## Work order
Collect all lines from the listing that include the string "vertex".

## Exercise input
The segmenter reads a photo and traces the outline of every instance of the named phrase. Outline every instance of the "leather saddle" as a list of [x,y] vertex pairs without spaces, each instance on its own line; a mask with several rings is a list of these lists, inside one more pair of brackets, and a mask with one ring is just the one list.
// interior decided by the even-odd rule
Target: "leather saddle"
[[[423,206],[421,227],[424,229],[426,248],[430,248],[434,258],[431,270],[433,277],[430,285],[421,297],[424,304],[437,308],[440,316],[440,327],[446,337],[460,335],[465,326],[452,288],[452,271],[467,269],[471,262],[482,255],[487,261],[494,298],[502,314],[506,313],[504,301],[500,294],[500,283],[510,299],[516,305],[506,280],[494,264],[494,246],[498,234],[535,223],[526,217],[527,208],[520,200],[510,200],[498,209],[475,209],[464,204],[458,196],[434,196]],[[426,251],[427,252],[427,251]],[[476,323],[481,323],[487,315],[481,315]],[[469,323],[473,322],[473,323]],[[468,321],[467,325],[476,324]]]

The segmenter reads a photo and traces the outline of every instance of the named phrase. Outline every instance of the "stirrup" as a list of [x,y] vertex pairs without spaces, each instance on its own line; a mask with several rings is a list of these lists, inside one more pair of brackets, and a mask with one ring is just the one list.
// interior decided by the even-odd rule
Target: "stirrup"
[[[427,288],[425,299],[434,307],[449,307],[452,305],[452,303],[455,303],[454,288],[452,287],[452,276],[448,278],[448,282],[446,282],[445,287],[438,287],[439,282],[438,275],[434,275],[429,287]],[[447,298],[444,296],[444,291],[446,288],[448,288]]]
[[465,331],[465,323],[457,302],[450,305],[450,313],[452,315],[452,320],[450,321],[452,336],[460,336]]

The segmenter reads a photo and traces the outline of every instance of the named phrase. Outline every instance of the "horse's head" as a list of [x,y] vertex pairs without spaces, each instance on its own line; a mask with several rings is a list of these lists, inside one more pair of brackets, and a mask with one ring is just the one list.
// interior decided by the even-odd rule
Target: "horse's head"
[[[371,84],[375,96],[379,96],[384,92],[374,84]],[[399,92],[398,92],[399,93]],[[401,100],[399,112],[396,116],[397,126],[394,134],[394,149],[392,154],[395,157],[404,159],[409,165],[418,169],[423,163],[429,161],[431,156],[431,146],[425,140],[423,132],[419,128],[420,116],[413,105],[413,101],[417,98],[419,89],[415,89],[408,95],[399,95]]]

## Solution to this task
The segmenter reads a photo and traces the outline of every instance of the named phrase. Outline every instance of the "leather saddle" as a list of [x,y] vertex pairs without spaces, each instance on its own line; a mask with several rings is a list of these lists, inside one more pair of brackets, and a mask with one ring is just the one list.
The segmenter reads a photo and traces the outline of every instance of the named phrase. Outline every instance of the "stirrup" as a list of [x,y] vertex pairs without spaces, each instance on its own line; a mask with several rings is a list of these lists, inside one more pair of brackets, and a mask with one ring is just the one list.
The segmenter reads a photo and traces the outline of every instance of the named phrase. Outline every instance of the "horse's head" as a list of [x,y] vertex pairs without spaces, each instance on its own line; a mask with several rings is a list of these lists, inside one more pair of brackets, and a mask with one ring is just the one list.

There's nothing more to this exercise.